** begin Page **
This document discusses several issues around generating target-specific ICE instructions from high-level ICE instructions.
Target-specific instructions often require specific operands to be in physical registers. Sometimes one specific register is required, but usually any register in a particular register class will suffice, and that register class is defined by the instruction/operand type.
The challenge is that IceVariable
represents an operand that is either a
stack location in the current frame, or a physical register. Register
allocation happens after target-specific lowering, so during lowering we
generally don't know whether an IceVariable
operand will meet a target
instruction's physical register requirement.
Fortunately, ICE allows hints/directives to force an IceVariable
to get some
physical register from a register class, to force it to get a specific physical
register, and to prefer a physical register based on another operand's physical
register assignment.
The recommended ICE lowering strategy is to generate extra assignment
instructions involving extra IceVariable
temporaries, using the
hints/directives to force suitable register assignments for the temporaries, and
then let the global register allocator clean things up.
Note: There is a spectrum of implementation complexity versus translation speed versus code quality. This recommended strategy picks a point on the spectrum representing very low complexity ("splat-isel"), pretty good code quality in terms of frame size and register shuffling/spilling, but perhaps not the fastest translation speed since extra instructions and operands are created up front and cleaned up at the end.
The x86 instruction:
mov dst, src
needs at least one of its operands in a physical register (ignoring the case
where src
is a constant). This can be done as follows:
mov reg, src mov dst, reg
so long as reg
is guaranteed to have a physical register assignment. The
ICE code that accomplishes this looks something like:
IceVariable *Reg; Reg = Cfg->makeVariable(Dst->getType()); Reg->setWeightInfinite(); NewInst = IceInstX8632Mov::create(Cfg, Reg, Src); NewInst = IceInstX8632Mov::create(Cfg, Dst, Reg);
IceCfg::makeVariable()
generates a new temporary, and
IceVariable::setWeightInfinite()
gives it infinite weight for the purpose of
register allocation, thus guaranteeing it a physical register.
One problem with this example is that the register allocator just assigns the
first available register to a live range. If this instruction ends the live
range of src
, this may lead to code like the following:
mov reg:eax, src:esi mov dst:edi, reg:eax
Since the first instruction ends the live range of src:esi
, it would be
better to assign esi
to reg
:
mov reg:esi, src:esi mov dst:edi, reg:esi
The first instruction, mov esi, esi
, is a redundant assignment and can be
elided, leaving just mov edi, esi
.
We can tell the register allocator to prefer the register assigned to a
different IceVariable
, using IceVariable::setPreferredRegister()
:
IceVariable *Reg; Reg = Cfg->makeVariable(Dst->getType()); Reg->setWeightInfinite(); Reg->setPreferredRegister(Src); NewInst = IceInstX8632Mov::create(Cfg, Reg, Src); NewInst = IceInstX8632Mov::create(Cfg, Dst, Reg);
The usefulness of setPreferredRegister()
** end Page **
Direction A =>
Answer these questions from the page on ICE instruction lowering, one line each, marked (i), (ii), (iii) like the questions.
(i) Does register allocation happen before or after target-specific lowering?
(ii) What does IceVariable::setWeightInfinite() give a variable, and what does that guarantee?
(iii) In the improved version of the mov example, which physical register is assigned to reg?
Direction B =>
Continue the page on ICE instruction lowering from its final words.
** begin Material supplied **
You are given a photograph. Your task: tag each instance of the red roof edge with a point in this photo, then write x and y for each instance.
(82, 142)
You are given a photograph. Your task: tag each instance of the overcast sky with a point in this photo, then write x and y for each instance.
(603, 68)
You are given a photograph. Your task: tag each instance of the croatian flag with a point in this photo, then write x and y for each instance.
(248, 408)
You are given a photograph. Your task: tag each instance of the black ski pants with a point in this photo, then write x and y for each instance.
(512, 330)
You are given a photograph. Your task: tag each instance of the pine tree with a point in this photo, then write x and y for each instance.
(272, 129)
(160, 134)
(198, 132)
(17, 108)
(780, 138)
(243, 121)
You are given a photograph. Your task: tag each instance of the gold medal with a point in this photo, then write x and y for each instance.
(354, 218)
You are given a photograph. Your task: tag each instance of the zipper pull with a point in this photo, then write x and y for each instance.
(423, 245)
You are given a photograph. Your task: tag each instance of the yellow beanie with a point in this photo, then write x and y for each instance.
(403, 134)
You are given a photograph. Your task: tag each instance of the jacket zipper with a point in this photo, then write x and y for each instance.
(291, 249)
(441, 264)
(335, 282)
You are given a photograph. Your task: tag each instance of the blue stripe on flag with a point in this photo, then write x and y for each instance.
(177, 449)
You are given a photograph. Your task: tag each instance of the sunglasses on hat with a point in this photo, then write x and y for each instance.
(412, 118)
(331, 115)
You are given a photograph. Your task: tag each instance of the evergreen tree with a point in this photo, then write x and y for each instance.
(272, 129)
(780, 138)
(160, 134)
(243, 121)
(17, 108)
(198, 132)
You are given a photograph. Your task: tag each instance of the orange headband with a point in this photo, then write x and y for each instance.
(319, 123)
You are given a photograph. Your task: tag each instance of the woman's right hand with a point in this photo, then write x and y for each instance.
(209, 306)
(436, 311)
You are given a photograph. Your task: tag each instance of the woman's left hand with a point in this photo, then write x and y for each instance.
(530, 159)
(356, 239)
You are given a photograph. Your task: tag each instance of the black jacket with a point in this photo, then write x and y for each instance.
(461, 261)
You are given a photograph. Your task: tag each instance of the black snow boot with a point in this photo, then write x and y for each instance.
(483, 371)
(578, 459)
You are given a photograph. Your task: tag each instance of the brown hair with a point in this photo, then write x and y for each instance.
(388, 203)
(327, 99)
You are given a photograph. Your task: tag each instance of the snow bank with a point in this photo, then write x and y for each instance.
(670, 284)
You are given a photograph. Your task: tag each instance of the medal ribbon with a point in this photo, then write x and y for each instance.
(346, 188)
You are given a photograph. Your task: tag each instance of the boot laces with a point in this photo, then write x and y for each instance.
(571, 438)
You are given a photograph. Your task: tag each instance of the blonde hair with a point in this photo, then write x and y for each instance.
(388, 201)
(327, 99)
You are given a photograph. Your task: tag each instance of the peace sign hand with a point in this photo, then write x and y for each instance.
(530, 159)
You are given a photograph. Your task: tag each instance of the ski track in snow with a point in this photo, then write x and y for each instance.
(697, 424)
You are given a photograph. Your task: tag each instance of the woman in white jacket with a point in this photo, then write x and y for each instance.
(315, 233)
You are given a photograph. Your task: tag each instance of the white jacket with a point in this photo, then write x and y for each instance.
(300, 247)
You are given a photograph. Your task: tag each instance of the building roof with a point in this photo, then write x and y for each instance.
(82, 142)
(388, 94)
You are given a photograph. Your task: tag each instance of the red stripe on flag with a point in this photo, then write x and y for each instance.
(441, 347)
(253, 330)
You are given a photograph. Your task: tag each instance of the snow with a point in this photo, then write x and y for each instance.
** end Material supplied **
Task result A =>
(i) After target-specific lowering.
(ii) Infinite weight for register allocation, which guarantees it a physical register.
(iii) esi.

Task result B =>
is tied into the implementation of
the register allocator. ICE uses linear-scan register allocation, which sorts
live ranges by starting point and assigns registers in that order. Using
B->setPreferredRegister(A)
only helps when A
has already been assigned a
register by the time B
is being considered. For an assignment B=A
, this
is usually a safe assumption because B
's live range begins at this
instruction but A
's live range must have started earlier. (There may be
exceptions for variables that are no longer in SSA form.) But
A->setPreferredRegister(B)
is unlikely to help unless B
has been
precolored. In summary, generally the best practice is to use a pattern like:
NewInst = IceInstX8632Mov::create(Cfg, Dst, Src); Dst->setPreferredRegister(Src); //Src->setPreferredRegister(Dst); -- unlikely to have any effect
Another problem with this example happens when the instructions do not end the
live range of src
. In this case, the live ranges of reg
and src
interfere, so they can't get the same physical register despite the explicit
preference. However, reg
is meant to be an alias of src
so they needn't
be considered to interfere with each other. This can be expressed via the
second argument of setPreferredRegister()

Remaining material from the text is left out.